TASK OBJECTIVE:
Only the pictures are to be dropped; the rest of the data below is to be duplicated exactly.

DATA TO PROCESS:

__________________________________________________

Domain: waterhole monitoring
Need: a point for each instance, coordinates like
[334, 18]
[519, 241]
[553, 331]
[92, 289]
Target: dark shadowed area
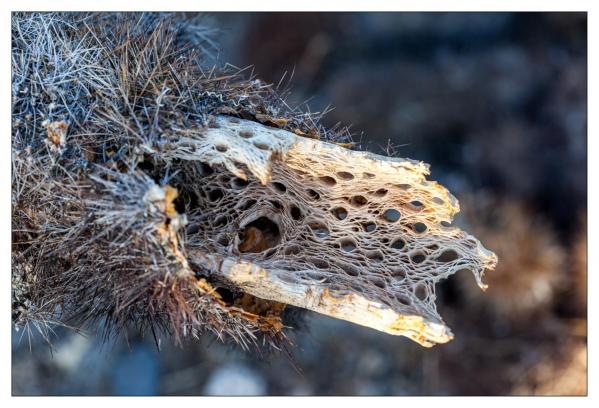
[496, 103]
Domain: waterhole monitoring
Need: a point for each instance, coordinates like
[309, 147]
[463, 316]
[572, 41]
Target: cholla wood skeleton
[167, 184]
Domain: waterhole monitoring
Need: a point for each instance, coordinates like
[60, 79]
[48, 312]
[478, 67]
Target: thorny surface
[105, 198]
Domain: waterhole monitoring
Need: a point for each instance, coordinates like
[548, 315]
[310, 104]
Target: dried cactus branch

__________________________________________________

RESPONSE TO THE TASK:
Domain: waterhole monitoring
Need: a point for each instance, coordinates like
[334, 18]
[519, 241]
[553, 331]
[92, 289]
Target: dark shadowed area
[496, 103]
Domain: waterhole monitoring
Need: a point for each instance, coordinates like
[309, 147]
[463, 316]
[572, 41]
Target: cholla wood skeleton
[167, 184]
Domain: waterhole monitoring
Need: a point for each instance, coordinates like
[60, 79]
[48, 312]
[478, 67]
Target: thorny surface
[105, 198]
Domain: waterhole monitoring
Need: a point for each instance, coordinates like
[548, 315]
[310, 104]
Target: dried cactus branch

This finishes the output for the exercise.